Given task:
Write out the lines below word for word, from the line with "For every instance of the castle battlement, set" to the line with "x=158 y=329", both included.

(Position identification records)
· · ·

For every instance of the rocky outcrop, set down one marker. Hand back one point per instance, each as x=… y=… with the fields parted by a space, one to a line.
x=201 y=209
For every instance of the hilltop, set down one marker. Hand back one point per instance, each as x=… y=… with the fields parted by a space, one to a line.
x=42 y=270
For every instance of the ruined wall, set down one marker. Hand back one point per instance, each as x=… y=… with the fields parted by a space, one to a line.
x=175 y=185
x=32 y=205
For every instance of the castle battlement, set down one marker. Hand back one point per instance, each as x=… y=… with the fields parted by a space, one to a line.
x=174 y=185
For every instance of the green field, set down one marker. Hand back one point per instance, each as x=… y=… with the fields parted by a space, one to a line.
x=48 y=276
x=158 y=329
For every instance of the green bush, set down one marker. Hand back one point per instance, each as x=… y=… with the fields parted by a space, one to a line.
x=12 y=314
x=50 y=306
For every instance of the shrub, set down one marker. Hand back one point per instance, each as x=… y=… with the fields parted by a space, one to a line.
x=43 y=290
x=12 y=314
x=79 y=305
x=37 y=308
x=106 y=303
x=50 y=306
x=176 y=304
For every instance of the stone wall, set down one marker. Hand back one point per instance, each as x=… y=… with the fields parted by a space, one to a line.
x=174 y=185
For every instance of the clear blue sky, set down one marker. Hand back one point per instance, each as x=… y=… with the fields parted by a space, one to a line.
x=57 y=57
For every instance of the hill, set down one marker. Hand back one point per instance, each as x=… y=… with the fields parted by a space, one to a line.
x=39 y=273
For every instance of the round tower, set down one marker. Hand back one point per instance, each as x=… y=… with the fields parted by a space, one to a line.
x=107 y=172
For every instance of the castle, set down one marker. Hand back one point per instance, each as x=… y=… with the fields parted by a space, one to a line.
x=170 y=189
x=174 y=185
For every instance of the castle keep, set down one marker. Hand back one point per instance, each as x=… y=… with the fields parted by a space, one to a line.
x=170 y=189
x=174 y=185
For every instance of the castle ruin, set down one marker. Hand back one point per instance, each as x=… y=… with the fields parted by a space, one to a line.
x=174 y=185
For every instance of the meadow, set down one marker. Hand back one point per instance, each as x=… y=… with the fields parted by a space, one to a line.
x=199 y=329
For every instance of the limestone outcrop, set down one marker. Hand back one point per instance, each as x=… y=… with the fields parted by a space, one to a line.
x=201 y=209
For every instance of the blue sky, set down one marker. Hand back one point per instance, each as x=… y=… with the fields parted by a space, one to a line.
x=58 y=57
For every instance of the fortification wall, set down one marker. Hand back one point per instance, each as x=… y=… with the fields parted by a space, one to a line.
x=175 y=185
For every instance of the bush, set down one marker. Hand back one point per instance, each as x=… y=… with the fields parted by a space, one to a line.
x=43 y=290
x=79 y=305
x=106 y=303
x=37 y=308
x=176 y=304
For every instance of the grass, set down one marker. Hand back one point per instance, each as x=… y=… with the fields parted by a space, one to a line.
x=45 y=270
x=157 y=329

· · ·

Completed task:
For every instance of the castle battlement, set down one marker. Hand back one point per instance, each as x=… y=… with the fields parted by a space, one to a line.
x=174 y=185
For every instance of the green field, set down one marker. Hand back one point per instance, each as x=… y=… with the fields parted by a space, one to a line.
x=48 y=276
x=158 y=329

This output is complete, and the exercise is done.